_What is required_
Please copy out each of the items below word for word, keeping every line and mark unchanged.

_Data extract_
-*-
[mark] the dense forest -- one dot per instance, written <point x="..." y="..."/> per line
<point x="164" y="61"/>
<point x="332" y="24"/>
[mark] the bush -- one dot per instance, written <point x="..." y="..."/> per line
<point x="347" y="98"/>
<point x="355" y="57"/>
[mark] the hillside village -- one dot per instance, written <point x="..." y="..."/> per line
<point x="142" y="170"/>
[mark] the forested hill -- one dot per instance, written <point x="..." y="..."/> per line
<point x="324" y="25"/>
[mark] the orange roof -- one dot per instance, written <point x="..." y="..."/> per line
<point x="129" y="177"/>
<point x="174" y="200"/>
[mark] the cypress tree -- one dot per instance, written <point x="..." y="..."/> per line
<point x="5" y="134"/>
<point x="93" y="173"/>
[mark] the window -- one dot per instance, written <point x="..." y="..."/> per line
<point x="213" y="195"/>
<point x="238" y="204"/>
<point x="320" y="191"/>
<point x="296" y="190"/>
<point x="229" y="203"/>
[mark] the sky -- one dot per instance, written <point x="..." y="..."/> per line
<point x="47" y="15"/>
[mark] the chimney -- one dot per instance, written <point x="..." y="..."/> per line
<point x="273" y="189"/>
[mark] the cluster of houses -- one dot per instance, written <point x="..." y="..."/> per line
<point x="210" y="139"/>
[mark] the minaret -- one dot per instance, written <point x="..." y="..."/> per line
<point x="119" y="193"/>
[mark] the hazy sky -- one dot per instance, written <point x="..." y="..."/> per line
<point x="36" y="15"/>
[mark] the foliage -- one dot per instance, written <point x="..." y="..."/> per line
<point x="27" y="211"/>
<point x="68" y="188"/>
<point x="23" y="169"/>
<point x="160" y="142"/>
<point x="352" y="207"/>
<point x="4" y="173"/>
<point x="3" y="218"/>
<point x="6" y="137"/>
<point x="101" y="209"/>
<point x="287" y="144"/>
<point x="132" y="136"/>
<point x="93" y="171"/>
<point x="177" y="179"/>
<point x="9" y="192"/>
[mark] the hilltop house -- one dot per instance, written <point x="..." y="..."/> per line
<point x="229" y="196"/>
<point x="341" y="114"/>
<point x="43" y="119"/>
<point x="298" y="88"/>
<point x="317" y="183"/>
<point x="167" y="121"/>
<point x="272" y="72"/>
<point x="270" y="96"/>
-*-
_Answer in full_
[mark] the dense forest -- one dot per instance, written <point x="..." y="..."/> per line
<point x="164" y="61"/>
<point x="332" y="24"/>
[mark] the bush -- one dot per instance, written <point x="..." y="..."/> per line
<point x="347" y="98"/>
<point x="355" y="57"/>
[mark] the hillside village -- one dot per instance, written <point x="..." y="..."/> per line
<point x="142" y="170"/>
[mark] the forested hill -- one dot per instance, written <point x="..." y="..."/> per line
<point x="324" y="25"/>
[mark] the orange roof -- one dot per instance, written <point x="..." y="..."/> per line
<point x="129" y="177"/>
<point x="174" y="200"/>
[mark] the cypress tree -- one dot per instance, written <point x="..." y="..."/> per line
<point x="5" y="134"/>
<point x="93" y="173"/>
[mark] the window -- one dot per instance, written <point x="..." y="..."/> per line
<point x="213" y="195"/>
<point x="238" y="204"/>
<point x="320" y="191"/>
<point x="296" y="190"/>
<point x="229" y="203"/>
[mark] the sky -- one dot per instance, written <point x="..." y="..."/> per line
<point x="47" y="15"/>
[mark] the chimney -- one dot per instance, written <point x="..." y="..."/> per line
<point x="273" y="189"/>
[mark] the cluster of houses -- one dot per instance, written <point x="..." y="..."/> per line
<point x="210" y="139"/>
[mark] the minaret -- one dot per instance, written <point x="..." y="..."/> per line
<point x="119" y="193"/>
[mark] the hazy sky -- one dot per instance, written <point x="..." y="..."/> per line
<point x="36" y="15"/>
[mark] the foliage -- one dot per instance, written <point x="..." y="..."/> per line
<point x="27" y="211"/>
<point x="68" y="188"/>
<point x="23" y="169"/>
<point x="160" y="142"/>
<point x="352" y="207"/>
<point x="4" y="173"/>
<point x="3" y="218"/>
<point x="6" y="137"/>
<point x="101" y="209"/>
<point x="287" y="144"/>
<point x="132" y="136"/>
<point x="93" y="171"/>
<point x="177" y="179"/>
<point x="9" y="192"/>
[mark] the hilltop house -- one dot per instance, written <point x="..." y="..."/> per line
<point x="229" y="196"/>
<point x="341" y="114"/>
<point x="43" y="119"/>
<point x="298" y="88"/>
<point x="317" y="183"/>
<point x="167" y="121"/>
<point x="272" y="72"/>
<point x="270" y="96"/>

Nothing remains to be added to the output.